**** TASK INPUT ****

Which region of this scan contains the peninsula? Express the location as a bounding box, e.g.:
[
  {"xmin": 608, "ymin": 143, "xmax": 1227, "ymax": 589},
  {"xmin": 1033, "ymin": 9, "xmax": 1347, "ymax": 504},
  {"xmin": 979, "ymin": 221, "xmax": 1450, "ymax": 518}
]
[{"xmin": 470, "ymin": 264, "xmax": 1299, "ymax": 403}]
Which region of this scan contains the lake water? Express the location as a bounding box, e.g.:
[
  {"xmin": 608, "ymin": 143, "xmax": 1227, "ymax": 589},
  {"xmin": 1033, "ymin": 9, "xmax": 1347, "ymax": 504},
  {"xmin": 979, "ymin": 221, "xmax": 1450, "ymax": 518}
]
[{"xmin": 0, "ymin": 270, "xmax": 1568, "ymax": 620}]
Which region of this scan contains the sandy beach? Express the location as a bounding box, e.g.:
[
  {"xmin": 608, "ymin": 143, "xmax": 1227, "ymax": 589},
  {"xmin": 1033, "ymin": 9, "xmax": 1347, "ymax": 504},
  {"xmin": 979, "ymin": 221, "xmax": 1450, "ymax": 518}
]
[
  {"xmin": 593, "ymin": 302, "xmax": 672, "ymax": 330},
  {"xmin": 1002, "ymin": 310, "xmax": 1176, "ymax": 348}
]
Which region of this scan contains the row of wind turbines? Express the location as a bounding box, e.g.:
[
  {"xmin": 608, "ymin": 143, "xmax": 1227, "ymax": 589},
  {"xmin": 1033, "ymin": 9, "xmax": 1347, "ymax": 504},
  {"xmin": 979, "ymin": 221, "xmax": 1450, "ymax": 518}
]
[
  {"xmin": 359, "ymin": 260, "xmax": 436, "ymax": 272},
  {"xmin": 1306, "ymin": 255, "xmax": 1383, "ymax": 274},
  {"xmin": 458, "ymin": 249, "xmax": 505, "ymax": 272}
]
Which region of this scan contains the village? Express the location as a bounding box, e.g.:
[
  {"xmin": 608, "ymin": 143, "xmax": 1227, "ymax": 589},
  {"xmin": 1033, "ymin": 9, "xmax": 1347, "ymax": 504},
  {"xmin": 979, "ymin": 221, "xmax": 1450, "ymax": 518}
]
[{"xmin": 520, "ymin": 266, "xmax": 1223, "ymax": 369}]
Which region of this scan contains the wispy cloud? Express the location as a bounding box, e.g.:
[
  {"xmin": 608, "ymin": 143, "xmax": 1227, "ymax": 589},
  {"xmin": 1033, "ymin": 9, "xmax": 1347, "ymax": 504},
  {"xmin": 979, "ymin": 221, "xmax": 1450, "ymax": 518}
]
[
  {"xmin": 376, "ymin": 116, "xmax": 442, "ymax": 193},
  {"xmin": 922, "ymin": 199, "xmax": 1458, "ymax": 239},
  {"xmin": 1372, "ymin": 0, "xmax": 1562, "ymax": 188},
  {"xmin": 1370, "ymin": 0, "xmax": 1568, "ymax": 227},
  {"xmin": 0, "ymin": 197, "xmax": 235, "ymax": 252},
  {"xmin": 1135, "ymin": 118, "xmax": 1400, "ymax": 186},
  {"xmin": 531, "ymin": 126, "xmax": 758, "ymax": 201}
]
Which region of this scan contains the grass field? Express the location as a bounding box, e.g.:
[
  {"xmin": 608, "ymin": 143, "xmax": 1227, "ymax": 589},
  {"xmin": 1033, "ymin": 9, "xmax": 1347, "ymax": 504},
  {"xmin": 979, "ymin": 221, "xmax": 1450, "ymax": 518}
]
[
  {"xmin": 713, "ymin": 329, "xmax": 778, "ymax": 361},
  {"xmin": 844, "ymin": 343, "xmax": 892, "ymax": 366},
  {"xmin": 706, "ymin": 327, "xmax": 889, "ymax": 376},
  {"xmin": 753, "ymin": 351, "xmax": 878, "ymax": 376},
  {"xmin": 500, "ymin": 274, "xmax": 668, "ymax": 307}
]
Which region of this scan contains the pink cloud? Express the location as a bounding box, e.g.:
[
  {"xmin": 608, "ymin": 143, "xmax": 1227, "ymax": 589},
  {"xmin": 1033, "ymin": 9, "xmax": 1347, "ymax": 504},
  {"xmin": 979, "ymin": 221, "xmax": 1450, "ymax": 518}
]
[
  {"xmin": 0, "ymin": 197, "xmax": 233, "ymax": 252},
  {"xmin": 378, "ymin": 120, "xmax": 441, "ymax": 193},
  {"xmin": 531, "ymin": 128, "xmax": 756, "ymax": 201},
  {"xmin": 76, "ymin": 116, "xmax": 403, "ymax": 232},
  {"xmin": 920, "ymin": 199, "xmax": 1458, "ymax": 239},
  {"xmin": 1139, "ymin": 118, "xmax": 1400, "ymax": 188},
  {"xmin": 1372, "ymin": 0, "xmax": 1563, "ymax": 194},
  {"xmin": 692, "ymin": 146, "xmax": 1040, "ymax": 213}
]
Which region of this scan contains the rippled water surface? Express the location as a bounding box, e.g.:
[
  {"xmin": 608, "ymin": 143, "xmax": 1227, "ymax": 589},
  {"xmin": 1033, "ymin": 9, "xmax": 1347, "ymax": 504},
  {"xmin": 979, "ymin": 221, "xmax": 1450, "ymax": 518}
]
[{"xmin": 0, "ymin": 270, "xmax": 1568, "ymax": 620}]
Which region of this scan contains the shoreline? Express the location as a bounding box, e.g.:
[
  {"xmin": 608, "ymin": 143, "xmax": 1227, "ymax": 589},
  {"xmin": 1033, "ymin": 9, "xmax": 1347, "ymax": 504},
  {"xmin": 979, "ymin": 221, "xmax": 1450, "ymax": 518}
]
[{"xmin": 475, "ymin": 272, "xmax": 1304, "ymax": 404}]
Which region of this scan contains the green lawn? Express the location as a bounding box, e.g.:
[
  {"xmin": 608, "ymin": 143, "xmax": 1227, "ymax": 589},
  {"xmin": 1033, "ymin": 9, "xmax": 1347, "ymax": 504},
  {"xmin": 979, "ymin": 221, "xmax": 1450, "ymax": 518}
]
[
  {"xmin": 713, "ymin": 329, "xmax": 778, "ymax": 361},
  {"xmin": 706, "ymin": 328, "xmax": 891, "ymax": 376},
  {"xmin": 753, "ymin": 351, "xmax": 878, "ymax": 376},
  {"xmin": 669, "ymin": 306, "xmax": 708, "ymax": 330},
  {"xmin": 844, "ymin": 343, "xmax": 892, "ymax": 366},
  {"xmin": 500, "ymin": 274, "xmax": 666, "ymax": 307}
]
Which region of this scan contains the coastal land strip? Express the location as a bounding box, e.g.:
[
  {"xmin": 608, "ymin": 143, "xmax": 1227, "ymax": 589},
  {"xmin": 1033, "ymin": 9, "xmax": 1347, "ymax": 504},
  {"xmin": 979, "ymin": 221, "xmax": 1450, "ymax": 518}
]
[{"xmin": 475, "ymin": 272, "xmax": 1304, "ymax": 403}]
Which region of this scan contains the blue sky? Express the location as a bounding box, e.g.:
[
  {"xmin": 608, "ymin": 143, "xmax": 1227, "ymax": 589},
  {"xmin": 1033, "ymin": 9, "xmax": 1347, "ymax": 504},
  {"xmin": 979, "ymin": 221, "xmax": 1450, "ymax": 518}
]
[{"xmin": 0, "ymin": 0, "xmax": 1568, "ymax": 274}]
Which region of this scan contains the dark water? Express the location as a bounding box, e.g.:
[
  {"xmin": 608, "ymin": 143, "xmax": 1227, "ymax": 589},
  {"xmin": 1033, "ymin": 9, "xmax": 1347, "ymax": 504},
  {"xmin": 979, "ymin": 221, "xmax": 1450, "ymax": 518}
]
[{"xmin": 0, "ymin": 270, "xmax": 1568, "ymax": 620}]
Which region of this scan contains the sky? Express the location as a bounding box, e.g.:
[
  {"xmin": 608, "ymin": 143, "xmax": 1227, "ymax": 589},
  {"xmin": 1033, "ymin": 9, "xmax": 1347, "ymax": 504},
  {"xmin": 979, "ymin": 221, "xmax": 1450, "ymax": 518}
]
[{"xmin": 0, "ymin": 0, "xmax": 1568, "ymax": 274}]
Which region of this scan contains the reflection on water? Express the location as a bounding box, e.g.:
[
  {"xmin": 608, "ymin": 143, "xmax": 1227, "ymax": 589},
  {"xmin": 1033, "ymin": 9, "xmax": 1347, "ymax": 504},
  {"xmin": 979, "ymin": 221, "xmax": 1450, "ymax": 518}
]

****

**OBJECTIVE**
From the line containing "Which region of this scan contains the coastal" to the last line of the material, please quote every line exactly and only those.

**TASK SOLUTION**
Which region of this scan contains the coastal land strip? Express the location as a bounding box, e.g.:
[
  {"xmin": 608, "ymin": 143, "xmax": 1227, "ymax": 589},
  {"xmin": 1033, "ymin": 9, "xmax": 1347, "ymax": 504},
  {"xmin": 979, "ymin": 221, "xmax": 1450, "ymax": 518}
]
[{"xmin": 475, "ymin": 272, "xmax": 1304, "ymax": 403}]
Which region of this scan contains the blue sky? Express the location as a bounding box, e.g.:
[
  {"xmin": 608, "ymin": 143, "xmax": 1227, "ymax": 589},
  {"xmin": 1033, "ymin": 9, "xmax": 1347, "ymax": 504},
  {"xmin": 979, "ymin": 221, "xmax": 1450, "ymax": 518}
]
[{"xmin": 0, "ymin": 0, "xmax": 1568, "ymax": 274}]
Which region of this scan contains the dark water? Express the location as a bounding box, e.g.:
[
  {"xmin": 608, "ymin": 143, "xmax": 1227, "ymax": 589},
  {"xmin": 1033, "ymin": 9, "xmax": 1347, "ymax": 504},
  {"xmin": 979, "ymin": 221, "xmax": 1450, "ymax": 518}
]
[{"xmin": 0, "ymin": 270, "xmax": 1568, "ymax": 620}]
Which region of this scan contains the sky? Express the location as a bounding box, e.g.:
[
  {"xmin": 608, "ymin": 143, "xmax": 1227, "ymax": 589},
  {"xmin": 1033, "ymin": 9, "xmax": 1347, "ymax": 504},
  {"xmin": 979, "ymin": 221, "xmax": 1450, "ymax": 518}
]
[{"xmin": 0, "ymin": 0, "xmax": 1568, "ymax": 274}]
Which region of this scan contains the reflection on water? Express the location as a bounding box, e.g.:
[
  {"xmin": 608, "ymin": 143, "xmax": 1227, "ymax": 589},
  {"xmin": 1033, "ymin": 9, "xmax": 1347, "ymax": 504},
  {"xmin": 979, "ymin": 221, "xmax": 1450, "ymax": 518}
]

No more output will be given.